#### TEXTE FOURNI
C’est du moment où Luther s’éleva contre les indulgences que la réforme, cessant d’être une affaire de pure spiritualité, devint ce qu’on peut appeler une chose du siècle. La doctrine se fit événement. Le feu prit de proche en proche à toutes ces mines que forment les mécontentemens accumulés sous la pression des pouvoirs excessifs. Les idées et les ressentimens, les lumières et les liassions, la foi et la moquerie, l’esprit et la colère, tout ce qui avait été blessé, indigné, étouffé pour le bien comme pour le mal, éclata presque en même temps, et l’explosion fut irrésistible. Le monde prit l’aspect révolutionnaire.
########
#### ENREGISTREMENTS DE DONNÉES
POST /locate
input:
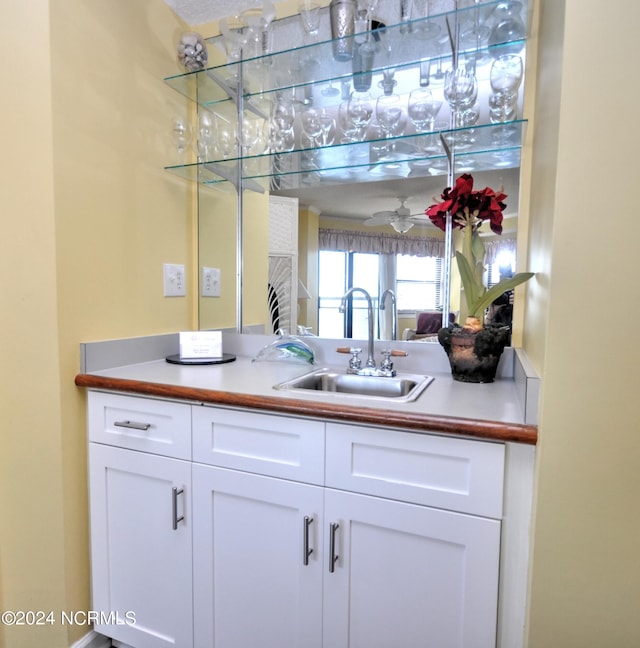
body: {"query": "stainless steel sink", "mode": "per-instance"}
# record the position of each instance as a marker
(401, 388)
########
> [CONSIGNES]:
[1] Recopiez sans aucune modification l'intégralité du texte sur Luther et la réforme.
[2] Réécrivez toutes les lignes des enregistrements en substituant « cast iron » à « stainless steel » et en laissant tout le reste intact. N'incluez pas les images dans votre réponse.
Les enregistrements n'ont aucun rapport avec le texte.

> [SOLUTIONS PAR TÂCHE]:
[1]
C’est du moment où Luther s’éleva contre les indulgences que la réforme, cessant d’être une affaire de pure spiritualité, devint ce qu’on peut appeler une chose du siècle. La doctrine se fit événement. Le feu prit de proche en proche à toutes ces mines que forment les mécontentemens accumulés sous la pression des pouvoirs excessifs. Les idées et les ressentimens, les lumières et les liassions, la foi et la moquerie, l’esprit et la colère, tout ce qui avait été blessé, indigné, étouffé pour le bien comme pour le mal, éclata presque en même temps, et l’explosion fut irrésistible. Le monde prit l’aspect révolutionnaire.

[2]
POST /locate
input:
body: {"query": "cast iron sink", "mode": "per-instance"}
# record the position of each instance as a marker
(401, 388)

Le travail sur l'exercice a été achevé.